- _TASK INSTRUCTIONS_
Recast the lines below as a two-column CSV with the columns asked and answered. Give one row for each line that asks something, with that line in asked and the lines that reply to it in answered, each field quoted and any line breaks turned into spaces.

(Dataset entries)
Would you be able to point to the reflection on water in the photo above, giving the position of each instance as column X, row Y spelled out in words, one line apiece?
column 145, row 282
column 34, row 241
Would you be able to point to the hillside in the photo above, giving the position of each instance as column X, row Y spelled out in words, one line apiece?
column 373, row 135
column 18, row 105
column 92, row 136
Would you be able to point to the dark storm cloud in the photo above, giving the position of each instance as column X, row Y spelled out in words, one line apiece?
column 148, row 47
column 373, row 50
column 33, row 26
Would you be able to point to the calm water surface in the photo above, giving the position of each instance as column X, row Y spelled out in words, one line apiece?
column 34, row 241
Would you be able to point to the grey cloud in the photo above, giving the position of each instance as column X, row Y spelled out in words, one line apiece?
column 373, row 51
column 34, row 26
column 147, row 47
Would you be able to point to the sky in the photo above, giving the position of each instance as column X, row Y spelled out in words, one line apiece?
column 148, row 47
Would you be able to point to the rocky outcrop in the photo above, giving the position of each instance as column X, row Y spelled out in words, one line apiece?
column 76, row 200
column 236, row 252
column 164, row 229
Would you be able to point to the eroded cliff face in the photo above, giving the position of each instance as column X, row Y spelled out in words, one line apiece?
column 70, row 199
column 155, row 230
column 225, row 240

- _REPLY TO THE EXERCISE_
asked,answered
"Would you be able to point to the reflection on water in the photo above, giving the position of each instance as column X, row Y spelled out in words, one line apiece?","column 145, row 282 column 34, row 241"
"Would you be able to point to the hillside in the photo above, giving the position of each instance as column X, row Y spelled out in words, one line apiece?","column 373, row 135 column 18, row 105 column 92, row 136"
"Would you be able to point to the dark storm cloud in the photo above, giving the position of each instance as column X, row Y spelled out in words, one line apiece?","column 148, row 47 column 373, row 50 column 33, row 26"
"Would you be able to point to the calm water surface in the photo above, giving the position of each instance as column X, row Y spelled out in words, one line apiece?","column 34, row 241"
"Would you be able to point to the grey cloud in the photo above, giving the position of each instance as column X, row Y spelled out in words, one line apiece?","column 373, row 51 column 34, row 26 column 147, row 47"
"Would you be able to point to the sky in the photo above, giving the position of each instance as column X, row Y spelled out in words, one line apiece?","column 148, row 47"
"Would you be able to point to the rocky outcrop in the photo above, giving the position of each instance as column X, row Y spelled out in words, one line apiece?","column 76, row 200 column 236, row 252 column 164, row 229"
"Would you be able to point to the eroded cliff face in the photo above, giving the position of each instance as column X, row Y spelled out in words, one line apiece?","column 70, row 199 column 155, row 230 column 225, row 240"